▶ [YOUR TASK]
Write out the records once more, exactly, and keep any image out.

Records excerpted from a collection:
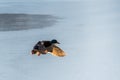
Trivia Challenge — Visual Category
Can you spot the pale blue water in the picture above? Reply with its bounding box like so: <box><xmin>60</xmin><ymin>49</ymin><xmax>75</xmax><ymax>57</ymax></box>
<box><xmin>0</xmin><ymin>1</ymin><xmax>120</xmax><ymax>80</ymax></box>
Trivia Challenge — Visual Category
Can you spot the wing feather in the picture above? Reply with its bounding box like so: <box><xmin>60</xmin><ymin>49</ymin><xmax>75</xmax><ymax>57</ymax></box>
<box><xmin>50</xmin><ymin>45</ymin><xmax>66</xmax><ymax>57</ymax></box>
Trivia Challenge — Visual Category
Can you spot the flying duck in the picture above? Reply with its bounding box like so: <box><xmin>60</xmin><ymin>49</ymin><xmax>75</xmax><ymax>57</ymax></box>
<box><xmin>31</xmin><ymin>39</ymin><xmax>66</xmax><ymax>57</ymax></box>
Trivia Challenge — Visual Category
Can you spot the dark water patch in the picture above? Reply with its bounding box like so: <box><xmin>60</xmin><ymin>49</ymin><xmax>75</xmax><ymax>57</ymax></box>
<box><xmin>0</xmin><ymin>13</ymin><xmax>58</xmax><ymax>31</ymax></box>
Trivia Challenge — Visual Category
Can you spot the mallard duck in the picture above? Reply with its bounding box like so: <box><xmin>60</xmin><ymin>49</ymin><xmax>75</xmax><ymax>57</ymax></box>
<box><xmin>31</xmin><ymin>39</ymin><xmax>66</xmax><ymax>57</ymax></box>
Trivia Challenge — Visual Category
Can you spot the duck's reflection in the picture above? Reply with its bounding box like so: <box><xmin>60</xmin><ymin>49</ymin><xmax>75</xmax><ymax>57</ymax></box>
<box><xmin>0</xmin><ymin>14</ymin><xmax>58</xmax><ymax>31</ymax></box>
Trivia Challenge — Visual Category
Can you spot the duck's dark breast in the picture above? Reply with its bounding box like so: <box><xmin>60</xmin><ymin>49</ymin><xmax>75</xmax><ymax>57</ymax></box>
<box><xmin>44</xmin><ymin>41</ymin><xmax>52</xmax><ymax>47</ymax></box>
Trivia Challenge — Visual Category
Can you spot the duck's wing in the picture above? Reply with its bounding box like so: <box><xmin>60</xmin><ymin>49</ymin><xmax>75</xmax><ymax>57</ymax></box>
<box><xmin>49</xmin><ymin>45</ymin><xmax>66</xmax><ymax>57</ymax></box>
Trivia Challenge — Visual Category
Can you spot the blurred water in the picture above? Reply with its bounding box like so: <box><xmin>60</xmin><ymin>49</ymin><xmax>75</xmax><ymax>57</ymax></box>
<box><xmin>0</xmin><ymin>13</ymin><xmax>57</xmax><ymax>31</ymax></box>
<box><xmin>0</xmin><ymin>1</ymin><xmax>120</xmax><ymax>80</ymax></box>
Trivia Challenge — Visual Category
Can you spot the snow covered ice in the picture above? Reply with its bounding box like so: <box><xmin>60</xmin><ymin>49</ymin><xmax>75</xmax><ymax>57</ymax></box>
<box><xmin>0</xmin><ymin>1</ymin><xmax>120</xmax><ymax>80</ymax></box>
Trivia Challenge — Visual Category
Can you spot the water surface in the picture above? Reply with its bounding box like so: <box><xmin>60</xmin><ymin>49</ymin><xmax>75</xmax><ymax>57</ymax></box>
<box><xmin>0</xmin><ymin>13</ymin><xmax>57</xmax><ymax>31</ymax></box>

▶ [EXPECTED ANSWER]
Trivia Challenge — Visual Category
Can you spot the pale blue water in the picture above? Reply with its bounding box like so: <box><xmin>60</xmin><ymin>49</ymin><xmax>75</xmax><ymax>57</ymax></box>
<box><xmin>0</xmin><ymin>1</ymin><xmax>120</xmax><ymax>80</ymax></box>
Trivia Challenge — Visual Category
Can you spot the wing feather in the picture above? Reply with its bounding box like so: <box><xmin>60</xmin><ymin>49</ymin><xmax>75</xmax><ymax>57</ymax></box>
<box><xmin>50</xmin><ymin>45</ymin><xmax>66</xmax><ymax>57</ymax></box>
Trivia Challenge — Visual Category
Can you spot the flying duck in the picture above? Reply with its bounding box like so: <box><xmin>60</xmin><ymin>49</ymin><xmax>75</xmax><ymax>57</ymax></box>
<box><xmin>31</xmin><ymin>39</ymin><xmax>66</xmax><ymax>57</ymax></box>
Trivia Challenge — Visual Category
Can you spot the dark water patch in the picture above? Reply with its bounding box like so: <box><xmin>60</xmin><ymin>49</ymin><xmax>75</xmax><ymax>57</ymax></box>
<box><xmin>0</xmin><ymin>13</ymin><xmax>58</xmax><ymax>31</ymax></box>
Trivia Challenge — Visual Category
Can you spot the mallard duck in the picture above? Reply with its bounding box like so: <box><xmin>60</xmin><ymin>49</ymin><xmax>75</xmax><ymax>57</ymax></box>
<box><xmin>31</xmin><ymin>39</ymin><xmax>66</xmax><ymax>57</ymax></box>
Trivia Challenge — Visual Category
Can you spot the duck's reflection in the picture above? Reply with its bounding box like so: <box><xmin>60</xmin><ymin>49</ymin><xmax>75</xmax><ymax>57</ymax></box>
<box><xmin>0</xmin><ymin>14</ymin><xmax>58</xmax><ymax>31</ymax></box>
Trivia Challenge — Visual Category
Can you spot the duck's dark breast in the picture above? Reply with its bounding box like so: <box><xmin>60</xmin><ymin>49</ymin><xmax>75</xmax><ymax>57</ymax></box>
<box><xmin>44</xmin><ymin>41</ymin><xmax>52</xmax><ymax>47</ymax></box>
Trivia Challenge — Visual Category
Can you spot the duck's wing in the picture above? Reply with its bounding box like so: <box><xmin>60</xmin><ymin>49</ymin><xmax>75</xmax><ymax>57</ymax></box>
<box><xmin>49</xmin><ymin>45</ymin><xmax>66</xmax><ymax>57</ymax></box>
Trivia Challenge — Visual Category
Can you spot the blurred water in the picture above? Reply with its bounding box like so: <box><xmin>60</xmin><ymin>49</ymin><xmax>75</xmax><ymax>57</ymax></box>
<box><xmin>0</xmin><ymin>13</ymin><xmax>57</xmax><ymax>31</ymax></box>
<box><xmin>0</xmin><ymin>1</ymin><xmax>120</xmax><ymax>80</ymax></box>
Trivia Challenge — Visual Category
Can you spot the snow covered ice in the picture above? Reply with its bounding box like so: <box><xmin>60</xmin><ymin>49</ymin><xmax>75</xmax><ymax>57</ymax></box>
<box><xmin>0</xmin><ymin>1</ymin><xmax>120</xmax><ymax>80</ymax></box>
Trivia Challenge — Visual Category
Can you spot the water surface in the picture above? Reply with its bounding box like so: <box><xmin>60</xmin><ymin>49</ymin><xmax>75</xmax><ymax>57</ymax></box>
<box><xmin>0</xmin><ymin>13</ymin><xmax>57</xmax><ymax>31</ymax></box>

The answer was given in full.